Cement and concrete building materials are ubiquitous in the built environment but require high energy, time, labor, and material resources to manufacture. Cement manufacturing necessitates high temperature processing, and is associated with 5-9 percent of anthropogenic carbon emissions. Concrete, which includes cement and fine and coarse aggregates, requires increasingly scarce materials. Most cement and concrete building materials cannot be reused or recycled. In this Future Manufacturing Seed Grant (FMSG) project, the investigators will develop reusable and recyclable modular building materials that are produced by microorganisms via a processes known as biomineralization and biocementation. Graduate and undergraduate students will participate in this project and gai interdisciplinary training in ecomanufacturing, civil engineering, material science and microbiology. High school teachers will also be engaged in the research project and will develop classroom activities based on biocemetation. K-12 classroom materials will be widely disseminated. In addition, instructional materials in ecomanufacturing will be developed and disseminated to a local community college.
The investigators will pursue the first steps in a new paradigm for the eco-manufacturing of building and infrastructure materials that overcomes the high material, time, energy, and labor needs of traditional concrete manufacturing. They will use microbes to construct, reversibly interlock (enabling re-use), break down and recycle modular building materials (MBMs). These MBMs could be assembled to build load-bearing structures and infrastructure. When the structures are no longer wanted, the MBMs could either be separated and then interlocked again in a different structure or broken down and recycled for the next generation of MBMs. In this Seed Grant, the investigators will explore four primary challenges to identify the potential for microbes in eco-manufacturing building materials: (1) Constructing MBMs using fungi and/or bacteria, (2) Reversibly interlocking the MBMs using biomineral glues, (3) Breaking down the MBMs to their components using fungal metabolisms, and (4) Recycling the components into new MBMs.
This project is jointly funded by the Civil, Mechanical and Manufacturing Innovation Division of the Engineering Directorate, the Established Program to Stimulate Competitive Research (EPSCoR), and the Biological Sciences Directorate.
This award reflects NSF's statutory mission and has been deemed worthy of support through evaluation using the Foundation's intellectual merit and broader impacts review criteria.

§ DATA UNDER STUDY:
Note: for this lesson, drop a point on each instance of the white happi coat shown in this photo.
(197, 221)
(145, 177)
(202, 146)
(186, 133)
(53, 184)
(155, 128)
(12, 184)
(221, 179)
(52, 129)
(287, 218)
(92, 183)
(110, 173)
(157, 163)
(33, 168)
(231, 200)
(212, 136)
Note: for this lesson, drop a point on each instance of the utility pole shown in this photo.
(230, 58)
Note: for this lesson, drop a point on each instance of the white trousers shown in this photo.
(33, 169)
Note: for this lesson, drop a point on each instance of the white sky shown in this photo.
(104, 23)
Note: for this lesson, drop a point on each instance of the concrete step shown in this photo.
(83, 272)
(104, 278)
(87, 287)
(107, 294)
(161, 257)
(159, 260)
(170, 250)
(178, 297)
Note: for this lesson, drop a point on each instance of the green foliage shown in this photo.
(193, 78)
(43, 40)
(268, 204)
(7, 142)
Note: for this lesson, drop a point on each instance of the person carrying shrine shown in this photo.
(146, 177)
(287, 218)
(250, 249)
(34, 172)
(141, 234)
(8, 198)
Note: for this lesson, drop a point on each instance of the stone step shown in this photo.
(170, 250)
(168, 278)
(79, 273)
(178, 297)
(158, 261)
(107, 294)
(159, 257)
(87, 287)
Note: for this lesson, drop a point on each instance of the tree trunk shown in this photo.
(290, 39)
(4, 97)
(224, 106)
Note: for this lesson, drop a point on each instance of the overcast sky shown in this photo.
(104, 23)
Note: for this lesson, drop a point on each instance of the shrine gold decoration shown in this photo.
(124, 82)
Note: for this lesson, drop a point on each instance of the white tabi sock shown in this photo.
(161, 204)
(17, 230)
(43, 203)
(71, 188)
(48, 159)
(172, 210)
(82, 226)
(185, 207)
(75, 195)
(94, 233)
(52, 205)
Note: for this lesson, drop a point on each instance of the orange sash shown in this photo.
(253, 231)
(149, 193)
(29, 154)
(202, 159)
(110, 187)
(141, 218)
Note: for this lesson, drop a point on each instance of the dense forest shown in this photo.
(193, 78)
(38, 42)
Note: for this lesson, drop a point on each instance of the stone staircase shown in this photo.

§ PROBLEM TO SOLVE: Rewrite the award abstract from "This project is" to "Biological Sciences Directorate.", substituting "partially" for "jointly".

§ RESULT OF THIS EXERCISE:
This project is partially funded by the Civil, Mechanical and Manufacturing Innovation Division of the Engineering Directorate, the Established Program to Stimulate Competitive Research (EPSCoR), and the Biological Sciences Directorate.